TEXT BLOCK:
==================================================

University and me: four young people with arthritis share their experiences
Going to university and getting used to the new lifestyle whilst managing your condition can be very overwhelming. There’s lots to think about, especially if you’re moving away from home. We spoke to four young people about their university experiences and how they’ve made things work for them.
Anything you can do in advance, do it: Izzie Clough
Izzie was diagnosed with juvenile idiopathic arthritis when she was nine. Now 22 and about to finish her master’s in modern history at the University of York, she has been through most of school, GCSE’s, and her undergraduate degree whilst managing her arthritis. Here she shares her advice for other young people about to start university with a long-term condition.
“My injection has to be kept in the fridge so one of my biggest worries (and quite rightly so) was sharing a fridge with 11-12 other people in halls. I contacted the university and asked if I could have a mini-fridge in my room, which they were happy to allow. It’s less of an issue now because I know the people I share a house with, but in first year it’s all a big unknown.

==================================================

EXERCISE SET:
[1] Answer these from the article on young people with arthritis at university:
(a) How old was Izzie Clough when she was diagnosed with juvenile idiopathic arthritis?
(b) What subject is her master's degree in, and at which university?
(c) How many other people did she expect to share a fridge with in halls?
[2] In the article on young people with arthritis at university, copy the passage word for word, starting with "Anything you can" and going on through "a long-term condition.".

DATASET CONTENT:

==================================================

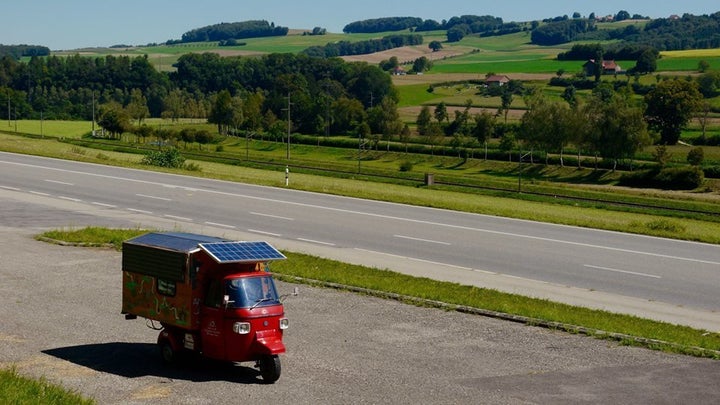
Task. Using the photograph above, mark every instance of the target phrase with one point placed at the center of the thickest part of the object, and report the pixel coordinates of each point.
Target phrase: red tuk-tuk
(211, 296)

==================================================

RESULTS FOR THE EXERCISE:
[1]
(a) Nine.
(b) Modern history, at the University of York.
(c) 11-12 other people.

[2]
Anything you can do in advance, do it: Izzie Clough
Izzie was diagnosed with juvenile idiopathic arthritis when she was nine. Now 22 and about to finish her master’s in modern history at the University of York, she has been through most of school, GCSE’s, and her undergraduate degree whilst managing her arthritis. Here she shares her advice for other young people about to start university with a long-term condition.